------ EXERCISE INPUT

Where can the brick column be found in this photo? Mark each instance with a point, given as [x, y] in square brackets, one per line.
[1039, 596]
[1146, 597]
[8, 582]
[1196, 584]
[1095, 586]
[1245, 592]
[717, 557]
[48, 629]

------------

- **SET TASK**: Extract all lines as given.

- **RESULT OF THE EXERCISE**:
Where can the brick column be found in this photo? Mark each instance with a point, given as [x, y] in square brackets, one per line.
[1039, 596]
[1146, 597]
[8, 582]
[1196, 584]
[1095, 586]
[1245, 592]
[717, 557]
[48, 629]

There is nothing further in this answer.